__WHAT IS BEING ASKED__
Rewrite the reference architecture excerpt with "Apache NiFi" changed to "NiFi" throughout. Start at the words "2. Data ingestion" and end after "into Amazon S3.".
>> START EXCERPT
Reference architecture

The following diagram illustrates how to architect a persona-centric data platform with on-premises data sources by using AWS purpose-built analytics services and Apache NiFi.

Figure 1. Example architecture for persona-centric data platform with on-premises data sources

Figure 1. Example architecture for persona-centric data platform with on-premises data sources

Architecture flow:

    1. Identify user personas: You must first identify user personas to derive insights from your data platform. Let’s start with identifying your users:
      • Enterprise data service users who would like to consume data from your data lake into their respective applications.
      • Business users who would like to like create business intelligence dashboards by using your data lake datasets.
      • IT users who would like to query data from your data lake by using traditional SQL queries.
      • Data scientists who would like to run machine learning algorithms to derive recommendations.
      • Enterprise data warehouse users who would like to run complex SQL queries on your data warehouse datasets.
    2. Data ingestion layer: Apache NiFi scans the on-premises data stores and ingest the data into your data lake (Amazon S3). Apache NiFi can also transform the data in transit. It supports both Extract, Transform, Load (ETL) and Extract, Load, Transform (ELT) data transformations. Apache NiFi also supports data lineage lifecycle while ingesting data into Amazon S3.
    3. Storage layer: For your data lake storage, we recommend using Amazon S3 to build a data lake. It has unmatched 11 nines of durability and 99.99% availability. You can also create raw, transformed, and enriched storage layers depending upon your use case.
    4. Cataloging layer: AWS Lake Formation provides the central catalog to store and manage metadata for all datasets hosted in the data lake by AWS Glue Data Catalog. AWS services such as AWS Glue, Amazon EMR, and Amazon Athena natively integrate with Lake Formation. They automate discovering and registering dataset metadata into the Lake Formation catalog.
>> END EXCERPT
>> START LISTED RECORDS
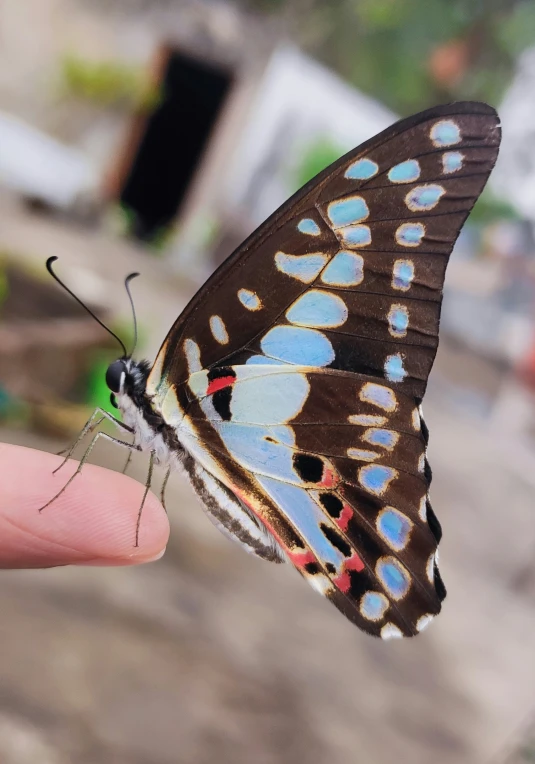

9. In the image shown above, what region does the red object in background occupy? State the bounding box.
[428,40,470,90]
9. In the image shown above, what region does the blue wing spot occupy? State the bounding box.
[430,119,461,146]
[418,494,427,523]
[344,159,379,180]
[216,421,300,483]
[286,289,347,328]
[347,414,387,427]
[210,316,228,345]
[340,225,372,247]
[362,428,399,451]
[257,477,345,580]
[238,289,262,310]
[388,305,409,337]
[442,151,464,175]
[245,355,282,366]
[347,448,381,462]
[375,557,410,600]
[377,507,413,552]
[297,218,321,236]
[327,196,370,228]
[396,223,425,247]
[260,326,335,366]
[275,252,329,284]
[360,592,389,621]
[321,250,364,286]
[359,464,398,496]
[392,260,414,292]
[230,374,310,425]
[359,382,398,411]
[405,183,446,212]
[385,353,407,382]
[388,159,421,183]
[183,339,202,374]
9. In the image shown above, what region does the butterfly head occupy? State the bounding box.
[106,356,149,409]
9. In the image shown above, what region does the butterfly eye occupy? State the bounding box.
[106,361,125,393]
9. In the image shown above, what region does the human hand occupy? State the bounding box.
[0,443,169,568]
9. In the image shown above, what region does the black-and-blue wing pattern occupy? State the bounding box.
[148,103,500,637]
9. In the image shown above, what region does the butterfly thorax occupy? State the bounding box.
[106,358,184,469]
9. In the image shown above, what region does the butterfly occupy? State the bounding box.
[49,102,500,639]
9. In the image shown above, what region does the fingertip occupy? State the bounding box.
[0,444,169,567]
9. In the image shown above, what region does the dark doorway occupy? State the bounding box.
[119,49,232,241]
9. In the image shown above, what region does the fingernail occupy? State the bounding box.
[143,546,167,562]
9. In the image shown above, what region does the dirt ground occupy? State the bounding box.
[0,198,535,764]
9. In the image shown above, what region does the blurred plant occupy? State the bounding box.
[292,137,344,190]
[242,0,535,113]
[61,54,160,110]
[469,188,520,225]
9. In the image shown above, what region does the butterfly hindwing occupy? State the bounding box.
[178,365,442,636]
[147,103,500,638]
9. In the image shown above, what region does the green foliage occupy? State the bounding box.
[293,138,343,190]
[238,0,535,114]
[61,54,160,109]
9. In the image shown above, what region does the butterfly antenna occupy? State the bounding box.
[124,273,139,356]
[46,256,128,357]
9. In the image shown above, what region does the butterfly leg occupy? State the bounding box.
[134,451,155,546]
[121,449,132,475]
[53,408,132,474]
[39,432,141,512]
[160,467,171,512]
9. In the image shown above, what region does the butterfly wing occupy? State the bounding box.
[147,103,500,637]
[148,103,500,404]
[174,365,445,637]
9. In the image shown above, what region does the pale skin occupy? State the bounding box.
[0,443,169,568]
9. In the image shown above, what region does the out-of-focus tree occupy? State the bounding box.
[241,0,535,113]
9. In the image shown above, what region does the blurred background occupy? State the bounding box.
[0,0,535,764]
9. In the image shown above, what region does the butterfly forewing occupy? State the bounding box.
[147,103,500,637]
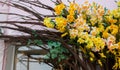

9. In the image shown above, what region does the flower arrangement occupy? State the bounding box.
[0,0,120,70]
[44,1,120,70]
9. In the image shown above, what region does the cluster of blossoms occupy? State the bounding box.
[44,1,120,69]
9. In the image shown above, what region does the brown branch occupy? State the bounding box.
[0,21,44,26]
[12,3,43,21]
[0,12,38,21]
[18,49,47,55]
[20,0,54,12]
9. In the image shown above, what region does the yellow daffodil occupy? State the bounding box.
[70,29,78,39]
[44,18,55,28]
[99,53,106,58]
[54,3,65,15]
[67,15,75,22]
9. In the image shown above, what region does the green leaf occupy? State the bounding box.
[34,40,43,46]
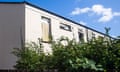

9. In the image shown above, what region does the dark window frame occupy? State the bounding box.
[60,23,72,32]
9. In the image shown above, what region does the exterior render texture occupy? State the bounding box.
[0,2,109,69]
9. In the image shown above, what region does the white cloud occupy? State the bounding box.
[113,12,120,16]
[71,4,120,22]
[80,21,87,25]
[71,7,90,15]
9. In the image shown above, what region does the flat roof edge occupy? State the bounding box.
[0,1,113,38]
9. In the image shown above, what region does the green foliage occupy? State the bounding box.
[52,38,103,72]
[13,37,120,72]
[12,39,45,72]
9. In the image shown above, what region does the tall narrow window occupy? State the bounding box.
[78,29,84,42]
[60,23,71,31]
[42,16,51,42]
[92,32,95,39]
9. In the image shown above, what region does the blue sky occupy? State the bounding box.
[0,0,120,37]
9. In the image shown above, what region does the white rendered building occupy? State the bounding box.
[0,2,110,69]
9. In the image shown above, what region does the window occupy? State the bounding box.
[41,16,51,42]
[92,32,95,39]
[60,23,71,31]
[78,29,84,42]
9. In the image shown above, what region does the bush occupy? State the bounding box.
[13,38,120,72]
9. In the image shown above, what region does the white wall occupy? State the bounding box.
[0,4,24,69]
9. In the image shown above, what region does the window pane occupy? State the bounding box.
[60,23,71,31]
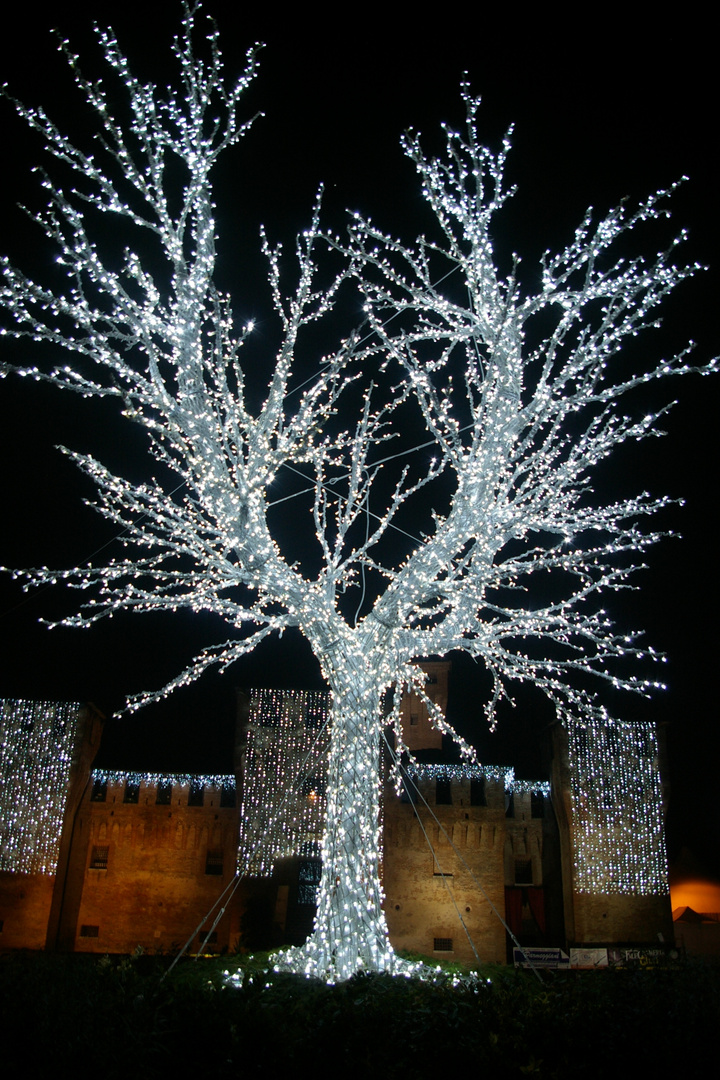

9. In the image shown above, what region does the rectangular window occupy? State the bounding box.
[515,859,532,885]
[435,779,452,807]
[90,847,110,870]
[205,851,222,877]
[90,780,108,802]
[155,781,173,807]
[298,885,318,906]
[470,777,488,807]
[188,780,205,807]
[220,784,235,807]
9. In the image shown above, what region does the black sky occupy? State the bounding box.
[0,0,720,866]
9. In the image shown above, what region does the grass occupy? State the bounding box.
[0,953,720,1080]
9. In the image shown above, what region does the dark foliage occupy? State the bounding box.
[0,954,720,1080]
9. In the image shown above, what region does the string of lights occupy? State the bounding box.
[0,700,81,874]
[567,718,669,895]
[0,5,716,980]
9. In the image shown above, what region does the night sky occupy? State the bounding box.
[0,6,720,872]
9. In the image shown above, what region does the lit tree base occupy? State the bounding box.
[225,937,459,987]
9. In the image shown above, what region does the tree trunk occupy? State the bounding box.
[276,650,398,982]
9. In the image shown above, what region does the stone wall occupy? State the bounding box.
[62,782,239,953]
[383,780,505,963]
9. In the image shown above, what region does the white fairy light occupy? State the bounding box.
[239,690,329,877]
[0,6,714,980]
[0,700,81,874]
[567,719,669,895]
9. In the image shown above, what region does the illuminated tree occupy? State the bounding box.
[1,11,709,980]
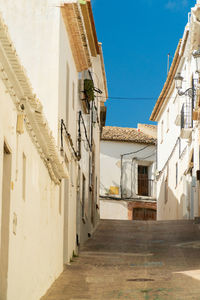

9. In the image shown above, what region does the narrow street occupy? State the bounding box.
[42,220,200,300]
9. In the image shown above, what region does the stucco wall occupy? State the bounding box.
[157,45,199,220]
[0,77,63,300]
[100,200,128,220]
[100,141,156,198]
[0,0,60,138]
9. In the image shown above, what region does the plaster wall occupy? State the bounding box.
[157,52,199,220]
[100,199,128,220]
[0,76,63,300]
[58,16,79,263]
[0,0,60,138]
[100,141,156,197]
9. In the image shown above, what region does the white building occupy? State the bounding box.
[100,124,156,220]
[0,0,107,300]
[151,4,200,220]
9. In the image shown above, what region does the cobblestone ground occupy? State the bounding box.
[42,220,200,300]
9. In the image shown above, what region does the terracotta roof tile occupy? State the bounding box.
[101,125,157,145]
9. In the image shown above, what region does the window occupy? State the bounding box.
[22,153,26,201]
[82,175,85,220]
[66,63,70,128]
[72,82,75,110]
[160,121,164,143]
[166,108,169,132]
[176,163,178,187]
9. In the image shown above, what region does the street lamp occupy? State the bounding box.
[174,73,183,91]
[192,46,200,73]
[174,46,200,98]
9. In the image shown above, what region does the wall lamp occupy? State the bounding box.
[174,47,200,98]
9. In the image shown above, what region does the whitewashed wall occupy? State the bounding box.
[0,0,60,138]
[100,199,128,220]
[0,77,63,300]
[100,141,156,197]
[157,27,199,220]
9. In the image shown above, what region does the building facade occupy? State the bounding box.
[151,3,200,220]
[0,0,107,300]
[100,124,157,220]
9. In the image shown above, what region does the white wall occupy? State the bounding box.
[0,0,60,138]
[100,199,128,220]
[100,140,156,197]
[157,32,199,220]
[0,75,63,300]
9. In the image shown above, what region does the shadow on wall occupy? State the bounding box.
[157,176,190,220]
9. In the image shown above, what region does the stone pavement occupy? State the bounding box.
[42,220,200,300]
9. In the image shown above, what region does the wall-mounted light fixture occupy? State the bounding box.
[174,47,200,98]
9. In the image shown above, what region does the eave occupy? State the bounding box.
[0,16,69,184]
[99,43,108,102]
[61,2,92,72]
[80,0,100,57]
[150,31,189,121]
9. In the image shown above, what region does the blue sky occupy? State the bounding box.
[91,0,196,127]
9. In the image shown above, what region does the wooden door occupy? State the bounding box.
[138,166,149,196]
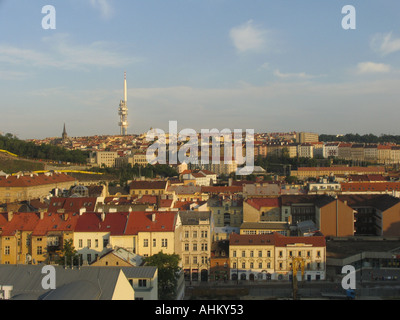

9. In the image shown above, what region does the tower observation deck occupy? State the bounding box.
[118,72,128,136]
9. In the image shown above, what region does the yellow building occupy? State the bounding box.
[129,180,168,196]
[243,197,281,222]
[124,211,180,257]
[0,212,40,264]
[175,211,213,281]
[275,234,326,281]
[229,233,275,281]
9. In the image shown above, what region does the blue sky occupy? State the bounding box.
[0,0,400,139]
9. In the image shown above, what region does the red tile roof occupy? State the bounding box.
[341,182,400,192]
[125,211,177,235]
[0,173,76,188]
[75,212,128,235]
[274,233,326,247]
[32,212,79,236]
[130,180,168,190]
[1,212,39,236]
[246,198,280,210]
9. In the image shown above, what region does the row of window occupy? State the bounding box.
[232,262,321,270]
[143,239,168,248]
[185,256,208,265]
[78,239,108,248]
[185,243,208,251]
[184,230,208,239]
[232,250,321,258]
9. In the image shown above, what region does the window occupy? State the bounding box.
[139,279,147,287]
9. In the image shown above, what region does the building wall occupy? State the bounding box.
[315,200,354,237]
[229,244,275,280]
[274,243,326,281]
[136,232,175,257]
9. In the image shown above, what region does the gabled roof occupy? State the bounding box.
[1,212,39,236]
[125,211,177,235]
[246,197,281,210]
[274,233,326,247]
[229,233,275,246]
[48,197,97,212]
[129,180,168,190]
[32,212,79,236]
[75,212,128,235]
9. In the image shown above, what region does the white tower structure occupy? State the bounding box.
[118,72,128,136]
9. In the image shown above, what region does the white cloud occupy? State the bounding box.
[370,32,400,55]
[0,34,139,70]
[357,62,391,74]
[90,0,114,19]
[229,20,267,52]
[274,69,319,80]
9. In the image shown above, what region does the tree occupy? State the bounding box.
[144,251,181,300]
[58,239,79,265]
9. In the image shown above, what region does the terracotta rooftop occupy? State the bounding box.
[0,173,76,188]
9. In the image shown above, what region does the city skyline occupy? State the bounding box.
[0,0,400,139]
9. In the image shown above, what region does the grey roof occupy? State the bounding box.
[0,265,140,300]
[121,266,157,279]
[240,221,289,230]
[179,211,211,225]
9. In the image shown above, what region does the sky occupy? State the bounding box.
[0,0,400,139]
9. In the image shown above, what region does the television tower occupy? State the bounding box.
[118,72,128,136]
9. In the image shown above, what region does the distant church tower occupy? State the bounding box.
[118,72,128,136]
[61,123,68,142]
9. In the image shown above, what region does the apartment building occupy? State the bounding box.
[274,234,326,281]
[175,211,213,281]
[229,233,275,281]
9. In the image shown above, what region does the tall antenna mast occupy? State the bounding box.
[118,71,128,136]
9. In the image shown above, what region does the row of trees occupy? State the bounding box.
[56,239,180,300]
[91,164,178,186]
[0,133,89,163]
[319,133,400,144]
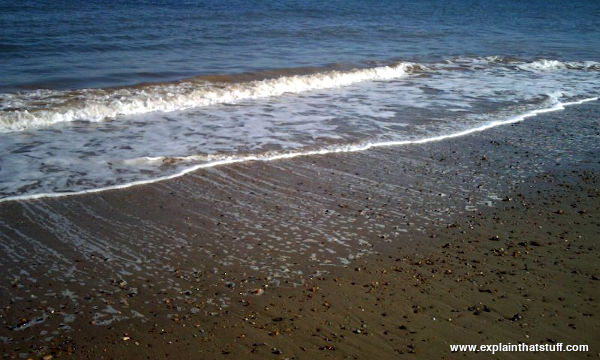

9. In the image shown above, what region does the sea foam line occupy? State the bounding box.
[0,97,599,203]
[0,62,425,132]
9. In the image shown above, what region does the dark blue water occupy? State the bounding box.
[0,0,600,201]
[0,0,600,90]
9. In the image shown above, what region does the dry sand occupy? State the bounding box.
[0,103,600,359]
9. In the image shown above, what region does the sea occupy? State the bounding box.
[0,0,600,201]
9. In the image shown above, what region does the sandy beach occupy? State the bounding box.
[0,102,600,359]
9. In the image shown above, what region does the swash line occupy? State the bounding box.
[0,97,598,203]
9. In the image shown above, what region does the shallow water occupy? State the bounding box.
[0,1,600,200]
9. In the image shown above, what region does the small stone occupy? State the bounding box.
>> END LISTED RECORDS
__REPLY TO THE EXERCISE__
2. Data ingestion layer: NiFi scans the on-premises data stores and ingest the data into your data lake (Amazon S3). NiFi can also transform the data in transit. It supports both Extract, Transform, Load (ETL) and Extract, Load, Transform (ELT) data transformations. NiFi also supports data lineage lifecycle while ingesting data into Amazon S3.